- **Task description**:
Working from the line that contains "of the field" down to the last line below, repeat each line exactly.

====== Records provided

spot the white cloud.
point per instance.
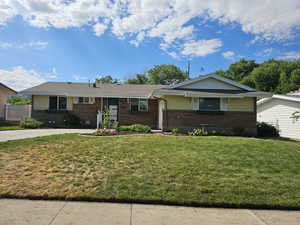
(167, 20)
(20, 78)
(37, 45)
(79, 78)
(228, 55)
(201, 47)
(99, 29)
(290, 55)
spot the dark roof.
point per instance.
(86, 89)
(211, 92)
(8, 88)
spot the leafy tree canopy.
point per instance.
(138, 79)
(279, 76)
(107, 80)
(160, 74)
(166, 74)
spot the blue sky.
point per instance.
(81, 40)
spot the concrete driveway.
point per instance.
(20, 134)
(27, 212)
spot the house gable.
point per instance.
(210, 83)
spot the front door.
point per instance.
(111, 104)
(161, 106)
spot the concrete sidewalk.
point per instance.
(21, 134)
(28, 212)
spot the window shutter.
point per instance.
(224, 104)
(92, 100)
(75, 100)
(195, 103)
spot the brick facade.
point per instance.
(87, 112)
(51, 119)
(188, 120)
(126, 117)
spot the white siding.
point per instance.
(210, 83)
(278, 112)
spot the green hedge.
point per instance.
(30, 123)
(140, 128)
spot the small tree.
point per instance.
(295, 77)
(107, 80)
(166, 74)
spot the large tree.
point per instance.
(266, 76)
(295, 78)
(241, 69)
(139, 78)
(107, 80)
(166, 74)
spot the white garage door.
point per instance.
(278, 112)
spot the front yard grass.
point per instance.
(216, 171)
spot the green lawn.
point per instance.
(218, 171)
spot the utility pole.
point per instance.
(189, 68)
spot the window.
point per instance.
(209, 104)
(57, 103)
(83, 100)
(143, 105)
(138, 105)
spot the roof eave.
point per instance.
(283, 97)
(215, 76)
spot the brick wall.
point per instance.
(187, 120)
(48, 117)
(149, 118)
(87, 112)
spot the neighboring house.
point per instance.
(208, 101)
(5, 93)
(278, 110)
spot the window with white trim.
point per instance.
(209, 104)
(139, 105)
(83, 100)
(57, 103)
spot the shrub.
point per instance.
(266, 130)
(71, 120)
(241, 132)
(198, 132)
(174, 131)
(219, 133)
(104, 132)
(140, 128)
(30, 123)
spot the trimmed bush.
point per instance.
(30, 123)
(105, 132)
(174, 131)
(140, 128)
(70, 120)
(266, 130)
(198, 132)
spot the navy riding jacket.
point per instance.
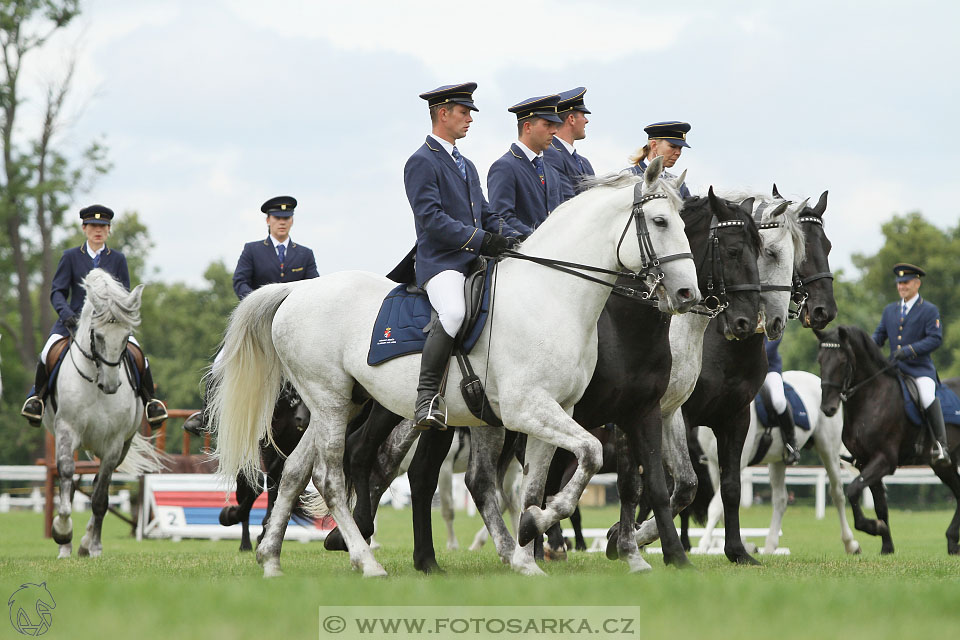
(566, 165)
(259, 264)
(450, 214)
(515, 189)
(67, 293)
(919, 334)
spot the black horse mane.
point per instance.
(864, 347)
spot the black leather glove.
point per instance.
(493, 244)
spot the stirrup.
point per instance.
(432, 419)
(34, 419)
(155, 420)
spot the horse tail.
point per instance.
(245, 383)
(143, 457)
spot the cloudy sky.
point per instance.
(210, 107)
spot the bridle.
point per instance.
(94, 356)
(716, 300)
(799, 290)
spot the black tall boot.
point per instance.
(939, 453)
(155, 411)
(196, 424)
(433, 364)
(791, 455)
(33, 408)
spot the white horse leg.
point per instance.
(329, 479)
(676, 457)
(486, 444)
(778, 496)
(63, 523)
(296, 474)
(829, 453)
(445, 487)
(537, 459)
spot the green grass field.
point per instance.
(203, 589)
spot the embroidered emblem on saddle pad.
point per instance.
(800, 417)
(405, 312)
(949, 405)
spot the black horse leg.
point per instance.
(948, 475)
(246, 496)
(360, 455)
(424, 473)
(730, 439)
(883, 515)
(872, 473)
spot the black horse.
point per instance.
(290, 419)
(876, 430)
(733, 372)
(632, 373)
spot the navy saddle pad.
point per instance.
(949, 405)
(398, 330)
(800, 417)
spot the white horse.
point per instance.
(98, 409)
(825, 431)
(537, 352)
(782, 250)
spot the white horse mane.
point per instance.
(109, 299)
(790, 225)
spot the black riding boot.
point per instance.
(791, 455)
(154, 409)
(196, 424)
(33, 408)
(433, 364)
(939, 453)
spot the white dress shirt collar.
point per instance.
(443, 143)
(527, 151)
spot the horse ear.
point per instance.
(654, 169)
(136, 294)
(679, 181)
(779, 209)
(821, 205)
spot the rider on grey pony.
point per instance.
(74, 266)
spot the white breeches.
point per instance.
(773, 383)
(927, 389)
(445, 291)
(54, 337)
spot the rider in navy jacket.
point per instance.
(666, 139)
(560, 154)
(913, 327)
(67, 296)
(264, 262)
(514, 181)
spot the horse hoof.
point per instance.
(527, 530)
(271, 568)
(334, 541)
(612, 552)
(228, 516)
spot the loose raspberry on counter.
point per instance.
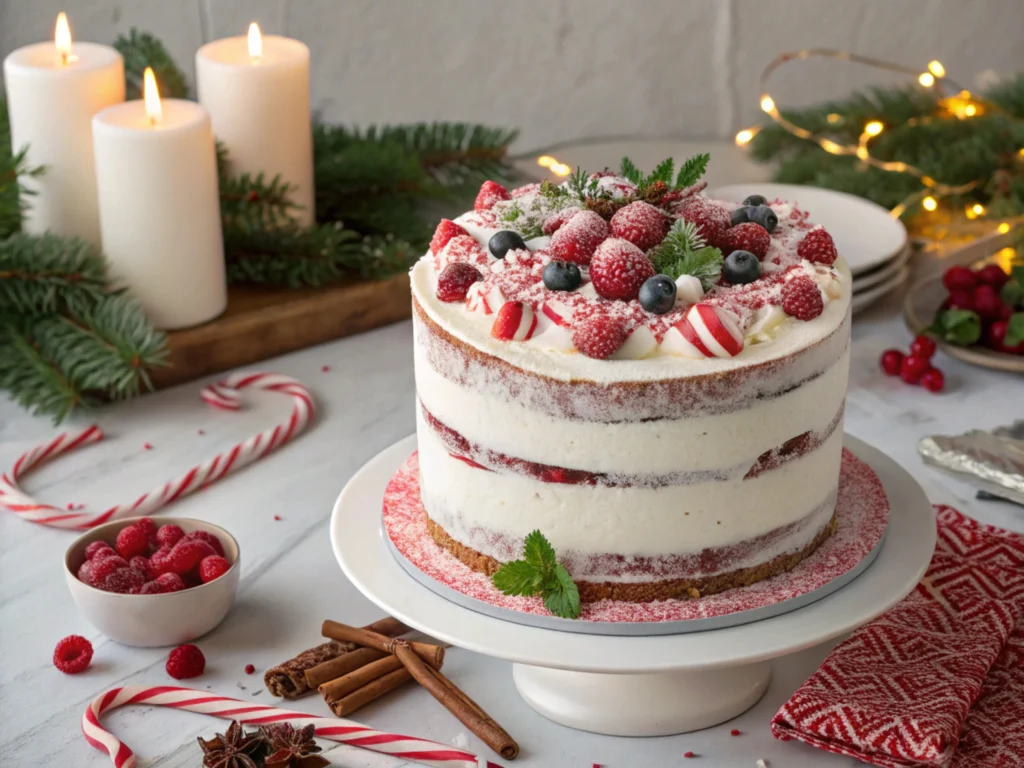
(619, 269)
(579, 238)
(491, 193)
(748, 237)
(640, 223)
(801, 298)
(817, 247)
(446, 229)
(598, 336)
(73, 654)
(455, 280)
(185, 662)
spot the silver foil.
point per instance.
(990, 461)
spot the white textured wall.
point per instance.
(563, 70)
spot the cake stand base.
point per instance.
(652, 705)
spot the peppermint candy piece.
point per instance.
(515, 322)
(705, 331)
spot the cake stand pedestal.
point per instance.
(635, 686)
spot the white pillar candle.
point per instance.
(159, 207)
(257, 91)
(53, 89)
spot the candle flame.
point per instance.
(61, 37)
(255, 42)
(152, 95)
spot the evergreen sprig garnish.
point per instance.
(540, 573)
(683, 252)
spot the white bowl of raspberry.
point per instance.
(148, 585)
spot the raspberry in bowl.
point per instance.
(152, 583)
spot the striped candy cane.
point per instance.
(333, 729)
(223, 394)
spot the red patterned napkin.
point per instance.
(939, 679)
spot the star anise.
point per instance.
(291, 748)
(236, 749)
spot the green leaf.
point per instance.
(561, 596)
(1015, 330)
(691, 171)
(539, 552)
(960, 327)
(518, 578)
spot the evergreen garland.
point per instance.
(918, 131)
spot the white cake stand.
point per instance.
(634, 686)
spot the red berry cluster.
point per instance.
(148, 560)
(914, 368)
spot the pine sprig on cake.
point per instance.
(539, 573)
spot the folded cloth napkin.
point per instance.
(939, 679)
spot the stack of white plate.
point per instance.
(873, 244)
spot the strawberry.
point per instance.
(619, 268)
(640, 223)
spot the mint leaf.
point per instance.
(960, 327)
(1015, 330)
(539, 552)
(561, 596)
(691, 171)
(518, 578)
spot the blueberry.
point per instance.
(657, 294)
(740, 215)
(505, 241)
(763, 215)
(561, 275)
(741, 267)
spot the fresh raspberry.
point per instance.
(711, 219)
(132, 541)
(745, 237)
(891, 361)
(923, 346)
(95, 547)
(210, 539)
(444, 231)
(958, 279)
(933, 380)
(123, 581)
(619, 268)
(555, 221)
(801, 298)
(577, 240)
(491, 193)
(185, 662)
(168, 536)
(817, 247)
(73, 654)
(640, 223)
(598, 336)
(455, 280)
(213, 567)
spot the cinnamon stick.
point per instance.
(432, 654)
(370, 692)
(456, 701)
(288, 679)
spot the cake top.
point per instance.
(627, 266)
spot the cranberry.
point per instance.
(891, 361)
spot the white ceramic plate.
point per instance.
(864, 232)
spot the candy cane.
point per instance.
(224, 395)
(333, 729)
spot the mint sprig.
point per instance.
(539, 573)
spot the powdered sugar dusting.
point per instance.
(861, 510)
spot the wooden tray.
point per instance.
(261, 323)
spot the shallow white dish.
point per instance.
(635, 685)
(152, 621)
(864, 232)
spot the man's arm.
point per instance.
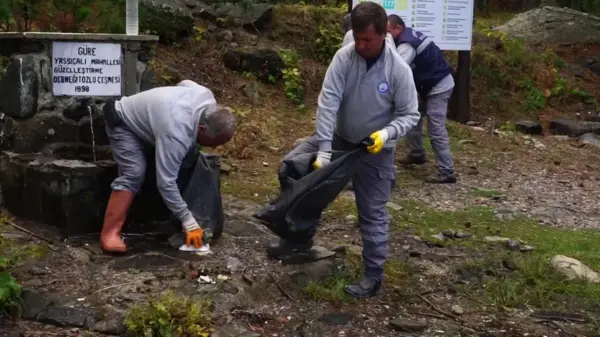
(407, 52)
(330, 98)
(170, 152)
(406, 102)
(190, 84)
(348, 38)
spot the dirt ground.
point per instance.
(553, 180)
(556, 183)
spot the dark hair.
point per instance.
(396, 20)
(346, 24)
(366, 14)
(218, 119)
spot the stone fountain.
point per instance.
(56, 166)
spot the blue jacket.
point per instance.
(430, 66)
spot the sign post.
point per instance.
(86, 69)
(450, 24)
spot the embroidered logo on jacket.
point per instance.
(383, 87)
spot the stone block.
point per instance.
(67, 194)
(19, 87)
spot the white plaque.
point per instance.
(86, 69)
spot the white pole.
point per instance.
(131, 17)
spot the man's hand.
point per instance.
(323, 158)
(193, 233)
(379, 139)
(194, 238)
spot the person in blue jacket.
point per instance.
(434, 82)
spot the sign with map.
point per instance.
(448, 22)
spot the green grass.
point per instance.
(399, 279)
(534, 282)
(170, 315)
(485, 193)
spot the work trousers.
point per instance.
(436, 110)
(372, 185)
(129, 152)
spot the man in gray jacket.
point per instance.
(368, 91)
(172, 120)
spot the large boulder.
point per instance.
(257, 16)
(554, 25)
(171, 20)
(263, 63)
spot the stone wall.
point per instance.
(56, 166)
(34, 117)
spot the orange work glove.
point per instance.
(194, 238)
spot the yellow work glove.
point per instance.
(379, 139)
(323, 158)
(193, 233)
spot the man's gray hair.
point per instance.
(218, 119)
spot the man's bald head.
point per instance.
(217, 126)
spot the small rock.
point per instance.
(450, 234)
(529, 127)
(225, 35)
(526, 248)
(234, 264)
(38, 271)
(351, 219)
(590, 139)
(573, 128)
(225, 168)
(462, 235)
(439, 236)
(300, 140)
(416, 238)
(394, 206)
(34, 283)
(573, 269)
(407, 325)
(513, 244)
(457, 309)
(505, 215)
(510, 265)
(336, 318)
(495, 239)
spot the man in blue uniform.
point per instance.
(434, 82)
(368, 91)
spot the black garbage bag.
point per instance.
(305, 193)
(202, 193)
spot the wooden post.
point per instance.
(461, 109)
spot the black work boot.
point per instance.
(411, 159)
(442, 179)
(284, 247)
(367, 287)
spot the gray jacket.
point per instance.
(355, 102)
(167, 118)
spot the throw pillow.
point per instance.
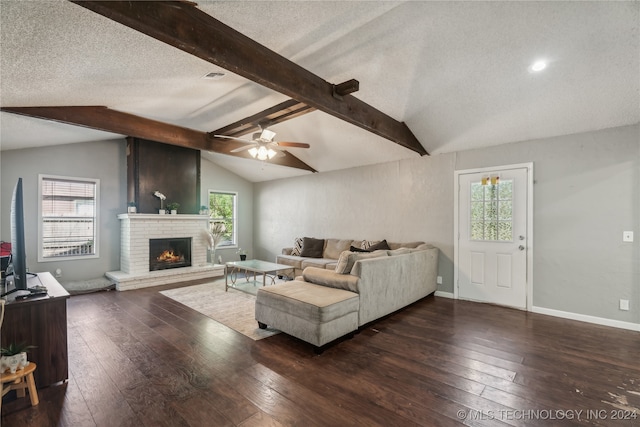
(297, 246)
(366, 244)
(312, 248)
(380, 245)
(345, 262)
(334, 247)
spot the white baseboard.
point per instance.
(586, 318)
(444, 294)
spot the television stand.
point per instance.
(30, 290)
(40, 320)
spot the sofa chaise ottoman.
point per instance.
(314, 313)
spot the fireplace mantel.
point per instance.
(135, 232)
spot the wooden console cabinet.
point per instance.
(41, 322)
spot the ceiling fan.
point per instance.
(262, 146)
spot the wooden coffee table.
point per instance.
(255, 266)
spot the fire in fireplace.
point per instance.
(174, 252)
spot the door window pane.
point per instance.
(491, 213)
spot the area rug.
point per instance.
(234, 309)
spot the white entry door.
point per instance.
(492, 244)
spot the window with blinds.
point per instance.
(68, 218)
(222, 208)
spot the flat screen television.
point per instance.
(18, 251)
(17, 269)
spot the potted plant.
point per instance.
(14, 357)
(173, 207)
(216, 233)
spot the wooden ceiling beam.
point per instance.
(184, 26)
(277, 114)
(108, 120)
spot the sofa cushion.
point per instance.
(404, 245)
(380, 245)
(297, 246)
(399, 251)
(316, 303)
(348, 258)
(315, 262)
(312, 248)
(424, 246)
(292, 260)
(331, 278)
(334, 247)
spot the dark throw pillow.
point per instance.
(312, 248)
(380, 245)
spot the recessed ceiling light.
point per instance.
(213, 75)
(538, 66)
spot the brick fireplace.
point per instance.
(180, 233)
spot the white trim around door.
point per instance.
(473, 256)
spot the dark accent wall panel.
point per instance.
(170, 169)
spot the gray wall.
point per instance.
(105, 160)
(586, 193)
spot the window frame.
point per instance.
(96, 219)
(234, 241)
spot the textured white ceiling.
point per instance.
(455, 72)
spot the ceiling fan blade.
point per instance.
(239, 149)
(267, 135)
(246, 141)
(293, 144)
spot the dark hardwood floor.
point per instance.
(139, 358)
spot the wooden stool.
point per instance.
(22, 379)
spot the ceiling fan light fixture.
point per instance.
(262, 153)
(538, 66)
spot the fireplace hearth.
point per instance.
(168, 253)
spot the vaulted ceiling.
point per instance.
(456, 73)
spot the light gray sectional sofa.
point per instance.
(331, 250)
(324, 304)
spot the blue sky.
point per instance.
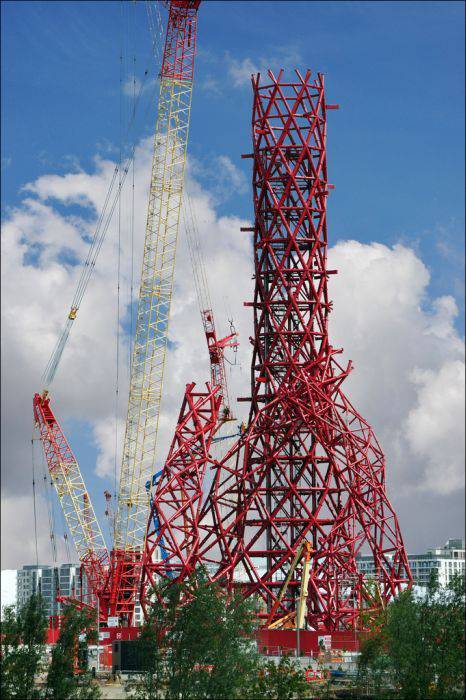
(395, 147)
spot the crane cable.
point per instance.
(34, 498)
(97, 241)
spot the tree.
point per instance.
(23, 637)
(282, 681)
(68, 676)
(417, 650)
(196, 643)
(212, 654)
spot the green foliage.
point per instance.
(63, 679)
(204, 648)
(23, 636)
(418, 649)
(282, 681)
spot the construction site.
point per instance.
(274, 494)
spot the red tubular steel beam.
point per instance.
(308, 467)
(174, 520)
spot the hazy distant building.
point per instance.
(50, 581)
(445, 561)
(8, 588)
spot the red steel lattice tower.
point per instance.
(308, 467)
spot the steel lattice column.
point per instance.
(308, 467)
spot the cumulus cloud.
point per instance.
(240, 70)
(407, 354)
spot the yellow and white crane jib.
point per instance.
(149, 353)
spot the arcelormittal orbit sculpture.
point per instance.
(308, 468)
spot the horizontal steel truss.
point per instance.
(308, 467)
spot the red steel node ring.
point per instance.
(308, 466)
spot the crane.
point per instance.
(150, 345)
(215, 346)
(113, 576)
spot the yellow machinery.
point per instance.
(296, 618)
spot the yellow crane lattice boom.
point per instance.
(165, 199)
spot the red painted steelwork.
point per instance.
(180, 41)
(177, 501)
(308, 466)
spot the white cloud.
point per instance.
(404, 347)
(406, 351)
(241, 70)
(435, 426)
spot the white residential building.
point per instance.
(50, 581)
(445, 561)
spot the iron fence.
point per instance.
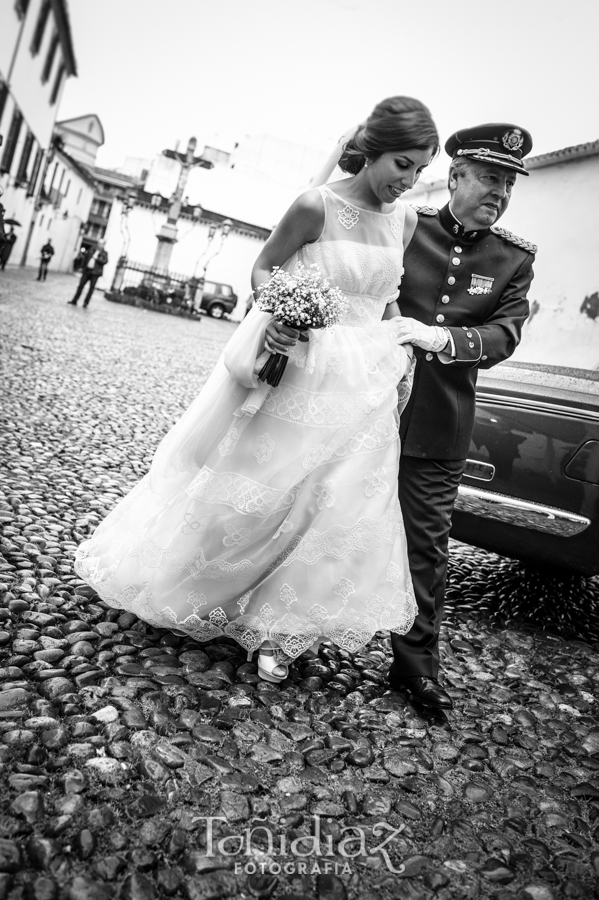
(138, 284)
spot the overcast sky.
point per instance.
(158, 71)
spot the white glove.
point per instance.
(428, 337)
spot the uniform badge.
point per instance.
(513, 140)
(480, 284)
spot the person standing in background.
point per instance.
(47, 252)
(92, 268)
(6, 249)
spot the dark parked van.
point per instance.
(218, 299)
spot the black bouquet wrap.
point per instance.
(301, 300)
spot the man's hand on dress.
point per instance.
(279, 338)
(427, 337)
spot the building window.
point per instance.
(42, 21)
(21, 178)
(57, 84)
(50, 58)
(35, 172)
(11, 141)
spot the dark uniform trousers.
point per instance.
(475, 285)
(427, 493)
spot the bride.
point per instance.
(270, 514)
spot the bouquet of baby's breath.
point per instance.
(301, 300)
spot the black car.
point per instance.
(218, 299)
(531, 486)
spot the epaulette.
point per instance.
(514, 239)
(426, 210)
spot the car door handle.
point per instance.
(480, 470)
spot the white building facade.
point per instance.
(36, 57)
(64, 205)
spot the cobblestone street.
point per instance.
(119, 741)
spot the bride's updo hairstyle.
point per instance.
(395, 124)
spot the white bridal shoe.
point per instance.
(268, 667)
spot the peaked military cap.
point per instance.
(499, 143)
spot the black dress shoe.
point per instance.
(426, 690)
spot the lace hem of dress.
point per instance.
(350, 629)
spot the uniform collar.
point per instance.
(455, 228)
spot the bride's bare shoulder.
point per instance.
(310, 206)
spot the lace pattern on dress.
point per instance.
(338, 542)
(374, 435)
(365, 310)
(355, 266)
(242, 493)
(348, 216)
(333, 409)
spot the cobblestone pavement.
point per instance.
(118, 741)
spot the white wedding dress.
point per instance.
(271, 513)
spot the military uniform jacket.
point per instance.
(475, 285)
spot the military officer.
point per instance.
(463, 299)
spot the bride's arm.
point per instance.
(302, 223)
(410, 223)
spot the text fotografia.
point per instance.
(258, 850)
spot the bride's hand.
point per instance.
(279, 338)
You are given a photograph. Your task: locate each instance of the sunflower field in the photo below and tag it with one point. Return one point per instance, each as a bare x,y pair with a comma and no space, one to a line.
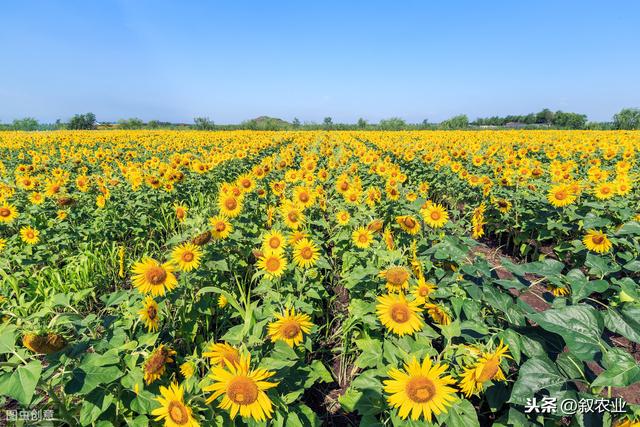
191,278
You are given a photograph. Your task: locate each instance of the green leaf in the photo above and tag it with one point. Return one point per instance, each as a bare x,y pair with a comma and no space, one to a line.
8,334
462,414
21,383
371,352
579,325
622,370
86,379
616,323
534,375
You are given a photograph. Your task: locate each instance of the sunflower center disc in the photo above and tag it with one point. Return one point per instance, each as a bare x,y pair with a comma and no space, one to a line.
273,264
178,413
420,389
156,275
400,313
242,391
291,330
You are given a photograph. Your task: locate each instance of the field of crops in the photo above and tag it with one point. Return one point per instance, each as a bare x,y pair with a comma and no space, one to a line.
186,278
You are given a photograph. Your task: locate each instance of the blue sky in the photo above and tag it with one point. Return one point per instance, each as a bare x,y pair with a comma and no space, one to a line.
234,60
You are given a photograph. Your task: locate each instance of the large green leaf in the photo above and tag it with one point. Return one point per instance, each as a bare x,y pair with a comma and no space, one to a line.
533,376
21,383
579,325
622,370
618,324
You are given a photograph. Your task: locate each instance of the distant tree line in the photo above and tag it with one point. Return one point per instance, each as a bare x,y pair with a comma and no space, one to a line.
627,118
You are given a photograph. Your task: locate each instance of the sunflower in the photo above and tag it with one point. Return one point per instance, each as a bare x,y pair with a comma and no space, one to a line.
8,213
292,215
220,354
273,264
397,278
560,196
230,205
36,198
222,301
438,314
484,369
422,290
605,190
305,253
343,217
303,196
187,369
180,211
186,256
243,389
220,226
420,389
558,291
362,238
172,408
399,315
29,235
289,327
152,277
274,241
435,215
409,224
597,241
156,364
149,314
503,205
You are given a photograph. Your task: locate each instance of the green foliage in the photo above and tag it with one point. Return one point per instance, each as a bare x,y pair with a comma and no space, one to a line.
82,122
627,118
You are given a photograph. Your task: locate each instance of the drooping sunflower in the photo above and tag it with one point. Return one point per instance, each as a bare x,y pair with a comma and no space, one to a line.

============

- **Solution for this exercise**:
You are given a photograph. Your task: locate each instance of the field of crops in the photo above and tag it with one point. Return one point per instance, each as a bare x,y pair with a comma and no space, one to a line.
186,278
You are given a photograph. Your task: locate each instance of the blue sky in the photo above and tag it with one point. Return one point per instance, each as a bare x,y pair with a comma and no space, one to a line.
234,60
You are given a photograph. Your task: locate each instance of the large green leaf in the photo above and tag it with one point. Return one point per instance, each as a bare x,y pair with a comma and no space, one to a line.
533,376
21,383
579,325
622,370
618,324
You are given a photograph. Your task: locate each instance of the distant tree line in the photo above and tag it with one point. Return one point per instance, each as a bare x,y pair with a comma and no space, one to a line.
627,118
You are given a photograph. Your task: locate each instance of the sunflower in the photo above and tag it with one point. Return one point per instance, each as a bare x,y pair with a comma and no space, one to a line.
8,213
292,215
220,354
273,264
397,278
560,196
230,205
36,198
222,301
438,314
484,369
422,290
605,190
305,253
343,217
303,196
187,369
180,211
186,256
243,389
220,226
420,389
558,291
362,238
172,408
399,315
29,235
289,327
152,277
274,241
435,215
409,224
597,241
156,364
149,314
503,205
You are given a photograph. Your task: locate each instance of the green foliage in the photo above and tag it with one point. Return one point per instance, each as a bare x,y pair with a comma and no space, one to a line.
82,122
627,118
You are given a photograph. Your task: locate each instance of the drooping sunflower in the photo above and tag it with one point. Return one point per instance, each as a bare x,y pair with a comma and no space, one to a line.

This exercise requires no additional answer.